* [EXERCISE DIRECTIONS] Rewrite the profile of Siddharth Mahajan from "Professional Journey of" up to and including "complete housing package.", putting "serviced apartments" in place of "service apartments".

EXTRACT TO READ: Begin

Educational Life of Siddharth Mahajan
The education qualification of a fervent student hailing from Haryana, India, Siddharth Mahajan Hotelier began his professional journey in the hospitality industry in 2001 after completing his Bachelor’s degree in Hotel Management from Oriental School of Hotel Management, Kerala. A high scoring student who was fiercely driven to achieve great heights of success, Mahajan was the first in his college to find the placement and worked in Oberoi Rajvilas, Jaipur, for 3 years where his work was highly lauded by colleagues and clients alike. He subsequently headed to London to create a worthwhile career in the industry.
Professional Journey of Siddharth Mahajan
In London, Siddharth Mahajan started working at Thistle Marble Arch Hotel trailed by other enriching stints with various hotels that led him to establish his own business in 2011 – Tulip Hotels and Real Estate Ltd. At the outset, he began letting out service apartments to travellers looking for long-term stay options with comforts and facilities of a house. In essence, his plan was simple — let outhouses on rent to multiple people, each occupying a single room inside the house. He made these houses fully functional and equipped to create a home-like atmosphere for travellers. Customers didn’t have to worry about electricity, water, cable or internet connections. Mahajan was offering a complete housing package.
The business model was a success and Tulip Hotels began to flourish. He leased out several more properties to accommodate the growing business and subsequently even invested in a few.
Today, Siddharth Mahajan Hotelier has 40 million British pounds worth of assets to his credit of which 26 million are in lending and his current net worth is 14 million British pounds.
In 2015, Siddharth received enforcement by the Barking and Dagenham Borough of London stating that 3 of his properties that were transformed into 6 room HMOs are devoid of the appropriate licensing and were deemed illegal. Siddharth Mahajan denied the charges stating he had followed every legal procedure in obtaining the licenses for these houses. He further claimed that during his license application procedure he was not informed that his 6 room HMOs required submission of a plan.

EXTRACT TO READ: End
INFORMATION GIVEN: Begin

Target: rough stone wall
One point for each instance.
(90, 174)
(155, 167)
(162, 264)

INFORMATION GIVEN: End

* [RESPONSE AREA]
Professional Journey of Siddharth Mahajan
In London, Siddharth Mahajan started working at Thistle Marble Arch Hotel trailed by other enriching stints with various hotels that led him to establish his own business in 2011 – Tulip Hotels and Real Estate Ltd. At the outset, he began letting out serviced apartments to travellers looking for long-term stay options with comforts and facilities of a house. In essence, his plan was simple — let outhouses on rent to multiple people, each occupying a single room inside the house. He made these houses fully functional and equipped to create a home-like atmosphere for travellers. Customers didn’t have to worry about electricity, water, cable or internet connections. Mahajan was offering a complete housing package.